◆ Exercise:
Through the end of the data below, output every line exactly, beginning with the line that contains "Indicate every instance of the gravel playground".

Stored data entries
◆ ◆ ◆ ◆ ◆ ◆ ◆
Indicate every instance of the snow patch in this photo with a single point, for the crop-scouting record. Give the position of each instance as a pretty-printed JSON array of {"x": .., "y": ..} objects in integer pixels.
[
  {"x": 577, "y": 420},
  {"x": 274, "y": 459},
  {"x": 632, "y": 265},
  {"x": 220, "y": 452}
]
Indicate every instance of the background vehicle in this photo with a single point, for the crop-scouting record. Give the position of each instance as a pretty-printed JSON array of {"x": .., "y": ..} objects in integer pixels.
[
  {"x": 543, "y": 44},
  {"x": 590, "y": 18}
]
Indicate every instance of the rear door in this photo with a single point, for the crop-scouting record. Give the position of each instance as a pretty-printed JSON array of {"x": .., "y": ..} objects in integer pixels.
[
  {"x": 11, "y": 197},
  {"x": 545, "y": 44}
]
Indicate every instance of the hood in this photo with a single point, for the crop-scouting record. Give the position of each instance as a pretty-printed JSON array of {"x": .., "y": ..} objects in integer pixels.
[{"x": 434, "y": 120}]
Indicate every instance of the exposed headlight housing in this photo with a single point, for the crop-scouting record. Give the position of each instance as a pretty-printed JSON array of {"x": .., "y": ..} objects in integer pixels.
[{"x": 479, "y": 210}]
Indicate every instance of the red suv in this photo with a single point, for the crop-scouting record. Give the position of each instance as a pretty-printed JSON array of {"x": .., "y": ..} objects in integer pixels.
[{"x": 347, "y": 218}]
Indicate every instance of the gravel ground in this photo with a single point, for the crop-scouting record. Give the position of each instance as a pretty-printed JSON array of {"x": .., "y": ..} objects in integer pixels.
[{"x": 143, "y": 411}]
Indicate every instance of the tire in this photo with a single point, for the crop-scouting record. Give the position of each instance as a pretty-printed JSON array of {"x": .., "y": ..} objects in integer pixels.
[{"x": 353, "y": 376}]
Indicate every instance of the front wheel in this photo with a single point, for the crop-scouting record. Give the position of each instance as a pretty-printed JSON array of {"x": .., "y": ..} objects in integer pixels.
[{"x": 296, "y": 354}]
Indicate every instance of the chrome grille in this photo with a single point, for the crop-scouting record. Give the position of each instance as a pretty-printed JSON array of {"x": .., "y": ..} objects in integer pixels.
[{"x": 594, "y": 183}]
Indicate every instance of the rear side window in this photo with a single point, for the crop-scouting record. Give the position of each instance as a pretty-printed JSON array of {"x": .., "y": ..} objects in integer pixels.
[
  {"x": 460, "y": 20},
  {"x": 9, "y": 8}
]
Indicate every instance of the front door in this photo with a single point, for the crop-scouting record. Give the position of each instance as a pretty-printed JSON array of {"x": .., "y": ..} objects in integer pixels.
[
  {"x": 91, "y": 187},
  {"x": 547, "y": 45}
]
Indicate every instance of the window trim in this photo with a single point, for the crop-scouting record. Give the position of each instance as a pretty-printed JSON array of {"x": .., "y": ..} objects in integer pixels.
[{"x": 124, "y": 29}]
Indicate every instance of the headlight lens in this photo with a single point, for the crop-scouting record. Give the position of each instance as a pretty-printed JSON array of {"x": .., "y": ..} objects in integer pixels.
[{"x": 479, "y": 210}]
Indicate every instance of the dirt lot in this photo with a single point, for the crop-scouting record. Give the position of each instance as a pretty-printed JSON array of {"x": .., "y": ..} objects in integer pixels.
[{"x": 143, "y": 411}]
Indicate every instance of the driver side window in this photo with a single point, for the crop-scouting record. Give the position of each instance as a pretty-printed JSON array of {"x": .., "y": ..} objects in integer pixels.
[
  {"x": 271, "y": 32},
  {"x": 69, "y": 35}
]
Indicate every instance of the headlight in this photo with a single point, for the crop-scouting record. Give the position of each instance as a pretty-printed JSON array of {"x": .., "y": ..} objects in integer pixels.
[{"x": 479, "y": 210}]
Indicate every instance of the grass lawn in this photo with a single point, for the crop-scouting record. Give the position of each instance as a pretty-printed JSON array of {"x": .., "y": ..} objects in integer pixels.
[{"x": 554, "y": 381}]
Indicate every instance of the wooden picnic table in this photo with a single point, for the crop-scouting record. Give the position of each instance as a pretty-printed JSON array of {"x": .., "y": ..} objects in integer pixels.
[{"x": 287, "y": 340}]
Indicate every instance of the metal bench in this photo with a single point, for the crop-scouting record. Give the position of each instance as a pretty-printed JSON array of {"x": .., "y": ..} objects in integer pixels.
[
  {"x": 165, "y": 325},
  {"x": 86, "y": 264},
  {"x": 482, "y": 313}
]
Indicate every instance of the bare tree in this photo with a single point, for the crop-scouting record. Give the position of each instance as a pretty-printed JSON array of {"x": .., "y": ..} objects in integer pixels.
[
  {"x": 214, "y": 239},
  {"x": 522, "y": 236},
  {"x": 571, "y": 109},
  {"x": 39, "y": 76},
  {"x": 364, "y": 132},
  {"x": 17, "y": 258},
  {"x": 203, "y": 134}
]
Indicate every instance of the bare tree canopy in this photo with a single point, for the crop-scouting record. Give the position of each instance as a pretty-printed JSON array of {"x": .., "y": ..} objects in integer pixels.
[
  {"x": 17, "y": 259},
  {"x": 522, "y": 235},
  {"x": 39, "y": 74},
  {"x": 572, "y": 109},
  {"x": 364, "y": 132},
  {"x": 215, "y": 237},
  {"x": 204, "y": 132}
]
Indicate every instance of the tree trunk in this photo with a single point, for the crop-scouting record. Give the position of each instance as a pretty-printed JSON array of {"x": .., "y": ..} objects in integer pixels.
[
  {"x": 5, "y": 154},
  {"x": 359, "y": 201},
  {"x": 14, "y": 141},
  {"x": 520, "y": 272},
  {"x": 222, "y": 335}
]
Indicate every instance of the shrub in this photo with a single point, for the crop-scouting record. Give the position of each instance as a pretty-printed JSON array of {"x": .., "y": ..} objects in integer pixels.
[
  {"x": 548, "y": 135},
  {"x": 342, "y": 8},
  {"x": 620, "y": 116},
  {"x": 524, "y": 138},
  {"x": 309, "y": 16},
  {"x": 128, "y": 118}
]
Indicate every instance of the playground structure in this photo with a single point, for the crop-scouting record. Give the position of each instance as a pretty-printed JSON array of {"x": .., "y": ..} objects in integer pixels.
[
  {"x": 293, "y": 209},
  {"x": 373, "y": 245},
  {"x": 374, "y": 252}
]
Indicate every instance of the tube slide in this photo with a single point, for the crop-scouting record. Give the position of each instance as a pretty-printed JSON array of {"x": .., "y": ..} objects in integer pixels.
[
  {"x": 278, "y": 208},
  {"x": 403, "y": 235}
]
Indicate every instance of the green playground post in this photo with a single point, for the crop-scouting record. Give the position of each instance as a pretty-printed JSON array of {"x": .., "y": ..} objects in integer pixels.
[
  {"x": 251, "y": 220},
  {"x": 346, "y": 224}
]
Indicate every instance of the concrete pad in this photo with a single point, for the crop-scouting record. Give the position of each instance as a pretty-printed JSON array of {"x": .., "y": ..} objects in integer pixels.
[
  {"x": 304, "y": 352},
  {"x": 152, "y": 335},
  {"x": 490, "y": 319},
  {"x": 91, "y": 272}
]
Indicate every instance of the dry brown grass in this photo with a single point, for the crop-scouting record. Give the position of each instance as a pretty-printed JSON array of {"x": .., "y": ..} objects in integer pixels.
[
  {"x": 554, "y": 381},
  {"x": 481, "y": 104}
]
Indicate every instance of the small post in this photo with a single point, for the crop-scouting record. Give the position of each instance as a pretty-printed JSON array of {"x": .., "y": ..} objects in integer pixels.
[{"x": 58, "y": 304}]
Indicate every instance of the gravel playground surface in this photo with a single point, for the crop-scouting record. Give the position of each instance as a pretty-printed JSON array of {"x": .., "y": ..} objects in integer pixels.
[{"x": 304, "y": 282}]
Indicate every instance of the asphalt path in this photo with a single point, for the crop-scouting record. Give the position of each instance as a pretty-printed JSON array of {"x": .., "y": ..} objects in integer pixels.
◆ ◆ ◆ ◆ ◆ ◆ ◆
◆ Response area:
Indicate every instance of the gravel playground surface in this photo with a single point, for the crop-scouting record. Give the position of each instance as a pretty-printed JSON array of {"x": .., "y": ..} objects in integer pixels.
[{"x": 304, "y": 282}]
Indicate every instance of the asphalt path in this photo with a single point, for the crop-scouting record. Give the position of each instance as a pretty-printed JSON array of {"x": .., "y": ..} objects in integer pixels.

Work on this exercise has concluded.